::: Selected excerpt :::

THOMAS L. PERKINS, Bankruptcy Judge.
This matter is before the Court on the motion of creditor, Republic Bank of Chicago, for partial summary judgment on the objection to its claim filed by the Debtors, Jody and Michael Kimbrell. The primary issue is whether a state court judgment entered against the Debtors on the Bank's Promissory Note precludes the Debtors from challenging the validity and amount of the debt that is the basis for the Bank's claim.
Jody Kimbrell filed a chapter 11 petition on August 29, 2014, and her case was converted to chapter 13 on October 23, 2014. Her husband, Michael Kimbrell, filed a chapter 13 petition on November 26, 2014. The cases were consolidated on December 30, 2014.
On September 25, 2014, Republic Bank filed its proof of claim as Claim 3-1 in Jody's case asserting a claim amount of $249,755.89 as of her petition date, classifying the claim as secured by real estate, and identifying the basis for the claim as a judgment on a commercial mortgage. On October 14, 2014, Jody filed an objection to Claim 3-1 challenging the validity of the claim and asserting that the judgment had been appealed to the Third District Appellate Court for Illinois, attaching the notice of appeal and the docketing order.
The judgment emanates from a confession of judgment proceeding commenced when Republic Bank filed a complaint on January 13, 2014, against Jody and Michael Kimbrell and Anna Isaacs, who is Jody's mother and a chapter 13 Debtor in Case No. 14-81703 filed September 25, 2014. The complaint in Peoria County Case No. 14 L 12 sought to confess judgment on a Note dated May 6, 2005, evidencing a loan to the Defendants as co-borrowers in the amount of $294,500.00. The complaint alleged the balance due as of January 10, 2014, to be $194,355.58. Judgment was confessed and entered against the Defendants on January 28, 2014. The Defendants moved to open the judgment and their motion was granted on June 30, 2014.

::: Data :::

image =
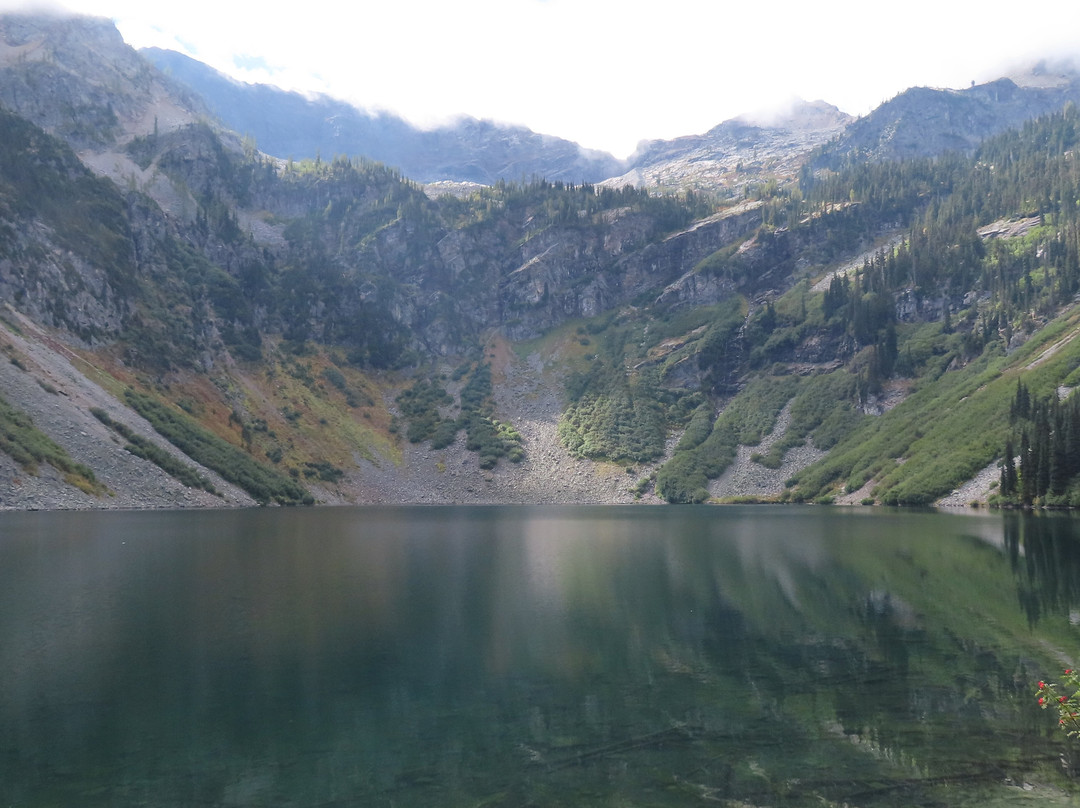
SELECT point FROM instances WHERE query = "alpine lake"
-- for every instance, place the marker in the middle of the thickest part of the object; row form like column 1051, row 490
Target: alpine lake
column 515, row 656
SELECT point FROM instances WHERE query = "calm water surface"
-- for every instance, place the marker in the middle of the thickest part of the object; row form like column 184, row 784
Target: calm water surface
column 534, row 657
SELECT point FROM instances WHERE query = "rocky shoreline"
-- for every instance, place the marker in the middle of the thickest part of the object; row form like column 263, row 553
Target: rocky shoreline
column 55, row 385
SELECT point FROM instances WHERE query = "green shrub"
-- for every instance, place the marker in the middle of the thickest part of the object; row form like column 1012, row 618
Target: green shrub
column 265, row 485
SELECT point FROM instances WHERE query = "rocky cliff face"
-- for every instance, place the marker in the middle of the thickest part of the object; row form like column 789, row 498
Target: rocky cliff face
column 77, row 79
column 738, row 152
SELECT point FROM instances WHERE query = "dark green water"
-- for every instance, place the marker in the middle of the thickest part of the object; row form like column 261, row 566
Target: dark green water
column 534, row 657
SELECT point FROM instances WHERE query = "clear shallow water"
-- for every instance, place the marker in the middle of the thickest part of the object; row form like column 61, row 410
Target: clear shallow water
column 532, row 657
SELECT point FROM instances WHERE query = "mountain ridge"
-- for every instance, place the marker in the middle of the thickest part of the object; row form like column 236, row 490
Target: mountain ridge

:::

▸ **Request 1**: List every dollar amount that appears in the bankruptcy opinion above, and say what each one refers to.
▸ **Request 2**: According to the bankruptcy opinion, on what date was judgment confessed and entered against the Defendants?

▸ **Exercise result 1**:
- $249,755.89: the claim amount Republic Bank asserted in Claim 3-1 as of Jody's petition date
- $294,500.00: the amount of the loan evidenced by the Note dated May 6, 2005
- $194,355.58: the balance due as of January 10, 2014, as alleged in the complaint

▸ **Exercise result 2**: January 28, 2014.